▶ Exercise inputs
= = = = = = =

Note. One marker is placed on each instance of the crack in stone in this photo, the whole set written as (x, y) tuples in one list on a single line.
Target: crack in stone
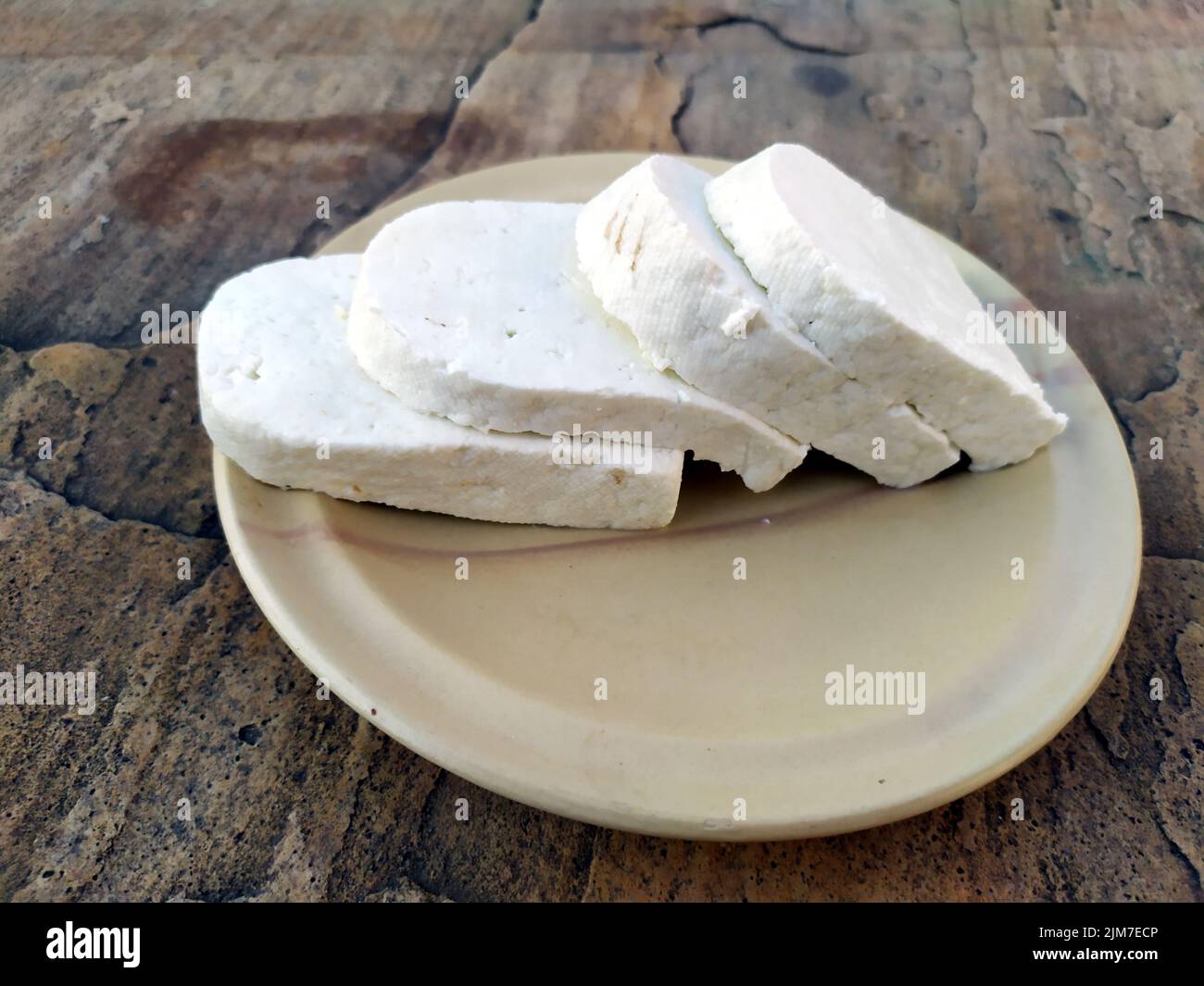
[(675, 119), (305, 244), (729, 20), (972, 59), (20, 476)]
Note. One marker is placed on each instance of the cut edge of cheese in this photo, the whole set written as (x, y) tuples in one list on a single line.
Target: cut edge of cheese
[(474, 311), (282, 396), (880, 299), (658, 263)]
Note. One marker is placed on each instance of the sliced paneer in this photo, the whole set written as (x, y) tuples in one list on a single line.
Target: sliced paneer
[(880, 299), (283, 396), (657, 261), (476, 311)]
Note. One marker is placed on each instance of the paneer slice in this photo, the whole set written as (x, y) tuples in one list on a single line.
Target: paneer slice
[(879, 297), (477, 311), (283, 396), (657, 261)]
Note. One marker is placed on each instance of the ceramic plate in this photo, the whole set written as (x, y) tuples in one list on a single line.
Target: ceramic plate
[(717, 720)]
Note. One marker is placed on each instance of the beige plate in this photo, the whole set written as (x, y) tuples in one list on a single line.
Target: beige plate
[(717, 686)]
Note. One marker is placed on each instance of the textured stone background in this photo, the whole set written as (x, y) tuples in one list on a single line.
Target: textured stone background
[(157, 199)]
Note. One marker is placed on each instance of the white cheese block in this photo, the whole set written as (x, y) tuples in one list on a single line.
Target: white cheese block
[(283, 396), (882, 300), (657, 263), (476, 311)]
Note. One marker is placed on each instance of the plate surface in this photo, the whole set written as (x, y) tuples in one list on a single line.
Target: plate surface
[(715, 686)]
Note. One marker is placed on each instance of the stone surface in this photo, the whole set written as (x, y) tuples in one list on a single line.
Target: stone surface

= = = = = = =

▶ What you need to do
Return the preceding entries verbatim, with the pictures excluded.

▶ Response area
Note. One marker is placed on each instance of the crack in stone in this photo, the whole set written as (x, y) tuples in one list on a single line.
Target: crack in stone
[(675, 119), (305, 244), (729, 20), (972, 59), (20, 476)]
Note. One marker is placed on each instance of the cut edge of cheese in this photo, the whole set written as (x, y) tuples in one list on a single line.
Target: cut edge of cheese
[(474, 311), (282, 396), (880, 299), (658, 263)]
Note. One marker is placed on each instance of the sliced paneer in this photo, the whole set written as (x, y) tuples in one list on a single line.
Target: sliced paneer
[(880, 299), (283, 396), (657, 261), (476, 311)]
Note. One marker is placed on each instance of the paneer slice in this photo, the whole set written as (x, y) tuples in one list on a single line.
Target: paneer slice
[(879, 297), (477, 311), (283, 396), (657, 261)]
Note. One marker is placed on each instance of the ceramic plate in this photo, the whole set written as (x, y) tuples in one list on a single line.
Target: ceramic plate
[(717, 720)]
Note. One marker is placed on each instance of the beige plate in this photo, the whole set written as (x, y) tuples in one list on a single line.
Target: beige plate
[(717, 686)]
Note. One marker is placed on each instance of the textured stone background in this photo, the whole set written as (x, y) tuples in one list on a single line.
Target: textured stone background
[(157, 199)]
Note. One marker is placed on each instance of the white cheese block in this photo, the whole set written as (x, y) tuples in one list on a single line.
Target: white cheese block
[(283, 396), (882, 300), (657, 263), (476, 311)]
Note. One marker is placed on each instance of the plate surface in this photo, the whole set written as (x, y) tuples in one list on a single line.
Target: plate surface
[(715, 686)]
Note. One marker is placed on each instance of the stone surface in this photo, the whole set written as (x, y) tuples in one list on a single line.
Target: stone surface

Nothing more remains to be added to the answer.